Record set ::
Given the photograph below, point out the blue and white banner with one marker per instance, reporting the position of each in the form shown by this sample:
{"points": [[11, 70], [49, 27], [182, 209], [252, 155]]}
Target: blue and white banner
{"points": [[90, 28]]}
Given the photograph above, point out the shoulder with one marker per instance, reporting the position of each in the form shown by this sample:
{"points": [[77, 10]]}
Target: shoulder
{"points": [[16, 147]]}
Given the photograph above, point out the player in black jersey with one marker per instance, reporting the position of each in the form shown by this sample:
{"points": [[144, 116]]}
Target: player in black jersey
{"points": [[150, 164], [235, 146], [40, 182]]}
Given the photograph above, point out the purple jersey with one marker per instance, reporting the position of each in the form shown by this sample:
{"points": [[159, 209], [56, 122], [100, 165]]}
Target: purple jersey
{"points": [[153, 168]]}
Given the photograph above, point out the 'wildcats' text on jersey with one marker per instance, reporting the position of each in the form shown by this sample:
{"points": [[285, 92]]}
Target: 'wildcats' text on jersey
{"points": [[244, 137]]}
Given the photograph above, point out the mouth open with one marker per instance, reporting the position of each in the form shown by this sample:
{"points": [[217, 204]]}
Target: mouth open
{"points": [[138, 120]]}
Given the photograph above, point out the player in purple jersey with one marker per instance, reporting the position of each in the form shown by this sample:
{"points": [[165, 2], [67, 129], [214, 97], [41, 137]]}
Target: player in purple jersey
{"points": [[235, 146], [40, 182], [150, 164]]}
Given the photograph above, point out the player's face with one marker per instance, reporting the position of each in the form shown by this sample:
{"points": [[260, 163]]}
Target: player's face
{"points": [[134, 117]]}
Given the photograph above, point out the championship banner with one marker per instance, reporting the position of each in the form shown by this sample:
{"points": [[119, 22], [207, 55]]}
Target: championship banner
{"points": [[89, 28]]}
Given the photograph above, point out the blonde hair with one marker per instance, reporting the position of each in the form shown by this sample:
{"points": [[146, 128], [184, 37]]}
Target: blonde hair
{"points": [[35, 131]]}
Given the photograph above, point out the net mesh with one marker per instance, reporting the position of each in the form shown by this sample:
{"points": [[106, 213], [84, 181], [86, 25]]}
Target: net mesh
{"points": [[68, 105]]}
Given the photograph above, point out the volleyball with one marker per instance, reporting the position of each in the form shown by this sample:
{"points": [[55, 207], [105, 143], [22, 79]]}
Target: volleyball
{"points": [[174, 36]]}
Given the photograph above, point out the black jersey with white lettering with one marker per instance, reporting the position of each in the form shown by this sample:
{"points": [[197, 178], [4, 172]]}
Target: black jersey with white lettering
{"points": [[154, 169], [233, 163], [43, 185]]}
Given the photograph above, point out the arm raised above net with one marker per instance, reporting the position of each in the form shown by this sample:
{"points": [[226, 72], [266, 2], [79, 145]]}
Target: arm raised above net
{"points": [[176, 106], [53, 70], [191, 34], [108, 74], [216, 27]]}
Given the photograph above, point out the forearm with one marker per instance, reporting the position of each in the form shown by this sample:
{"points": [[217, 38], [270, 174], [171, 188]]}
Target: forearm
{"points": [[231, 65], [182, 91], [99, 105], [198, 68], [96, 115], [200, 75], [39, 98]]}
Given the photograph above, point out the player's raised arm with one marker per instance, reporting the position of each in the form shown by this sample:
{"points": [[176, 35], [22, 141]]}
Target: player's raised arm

Problem statement :: Find "Given the photograph above, point out the championship" in the data above, then repeat that line and all lines after it exactly, ending with the final line.

Answer to this problem ::
Given the photograph above, point out the championship banner with one marker per instance, reporting the position of each in the form shown by this sample:
{"points": [[119, 22], [207, 55]]}
Target: championship banner
{"points": [[89, 28]]}
Given the photograph above, point out the blonde hair with one marker per instance, reporting the position of each in the form shown by this sample:
{"points": [[146, 128], [184, 37]]}
Target: blonde hair
{"points": [[35, 131]]}
Given the photograph above, point out the net mesh with one marker per instance, reporting the position of each in the form shown by this sample:
{"points": [[106, 213], [84, 181], [86, 25]]}
Target: net mesh
{"points": [[68, 105]]}
Given the photograph above, point out the volleyball with one marker per instance, reporting the position of each in the form shown by this sample:
{"points": [[55, 207], [105, 143], [22, 79]]}
Target: volleyball
{"points": [[174, 36]]}
Given the photograph above, point out the black jersey with white lettering with one marker per instance, reporting the position of each in the form shown by this sample:
{"points": [[197, 178], [4, 172]]}
Target: black jersey with white lettering
{"points": [[154, 169], [233, 163], [43, 185]]}
Given the photograph above, point out the arm raised above net with one marker per instance, reporting the position of each in the form shown by this sample:
{"points": [[226, 72], [266, 2], [79, 145]]}
Target: arm raised above net
{"points": [[176, 106], [53, 70], [191, 34], [108, 74], [216, 27]]}
Given the photograph above, point out the forearm with one marker per instance, reporting the position of each in the form shown by this sample:
{"points": [[217, 38], [270, 174], [171, 188]]}
Target: forearm
{"points": [[231, 65], [182, 91], [99, 105], [198, 68], [96, 115], [200, 75], [39, 98]]}
Given the photograph above, point out the player's raised arm with one marker per instance, reporting the position of each in the form shown by this sample:
{"points": [[176, 35], [22, 141]]}
Target: player's raised arm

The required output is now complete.